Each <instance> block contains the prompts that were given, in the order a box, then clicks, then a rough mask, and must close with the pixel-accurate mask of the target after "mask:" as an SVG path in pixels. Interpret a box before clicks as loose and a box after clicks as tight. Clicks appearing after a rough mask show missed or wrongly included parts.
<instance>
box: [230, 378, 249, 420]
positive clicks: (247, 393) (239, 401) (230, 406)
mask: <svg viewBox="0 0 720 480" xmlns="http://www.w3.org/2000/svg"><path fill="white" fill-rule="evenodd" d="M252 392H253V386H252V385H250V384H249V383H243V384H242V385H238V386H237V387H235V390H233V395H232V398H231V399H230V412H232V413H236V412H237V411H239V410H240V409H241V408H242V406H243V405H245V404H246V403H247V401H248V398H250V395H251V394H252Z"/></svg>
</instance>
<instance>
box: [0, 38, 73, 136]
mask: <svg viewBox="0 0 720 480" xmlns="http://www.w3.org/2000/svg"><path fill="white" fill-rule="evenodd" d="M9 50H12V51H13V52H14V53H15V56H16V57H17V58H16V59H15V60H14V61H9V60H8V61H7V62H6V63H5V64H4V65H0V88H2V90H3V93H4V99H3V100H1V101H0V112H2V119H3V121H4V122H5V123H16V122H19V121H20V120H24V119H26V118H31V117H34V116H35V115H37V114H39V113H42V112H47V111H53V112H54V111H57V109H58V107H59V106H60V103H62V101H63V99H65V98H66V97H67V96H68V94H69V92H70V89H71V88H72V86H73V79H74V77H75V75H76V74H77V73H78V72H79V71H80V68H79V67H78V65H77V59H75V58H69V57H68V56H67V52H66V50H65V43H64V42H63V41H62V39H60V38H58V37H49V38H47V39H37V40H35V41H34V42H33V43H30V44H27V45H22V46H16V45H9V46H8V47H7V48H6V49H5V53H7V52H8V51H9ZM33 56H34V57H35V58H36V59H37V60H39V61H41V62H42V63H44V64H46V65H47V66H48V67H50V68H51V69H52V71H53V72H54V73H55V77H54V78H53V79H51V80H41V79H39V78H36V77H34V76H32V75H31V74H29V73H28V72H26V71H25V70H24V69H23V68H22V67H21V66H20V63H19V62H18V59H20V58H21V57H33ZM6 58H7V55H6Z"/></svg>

☆ ☆ ☆ ☆

**Assignment:** Which lines of the data contain the word "instance"? Copy each one.

**Exercise result:**
Each <instance> block contains the prompts that were given, in the order a box, then clicks, then a rough mask, and must close with the pixel-accurate mask of the target after "mask:" as an SVG path in pixels. Interpret a box before clicks as loose and a box after clicks as tight. Clicks appearing after a rough mask show missed or wrongly included parts.
<instance>
</instance>
<instance>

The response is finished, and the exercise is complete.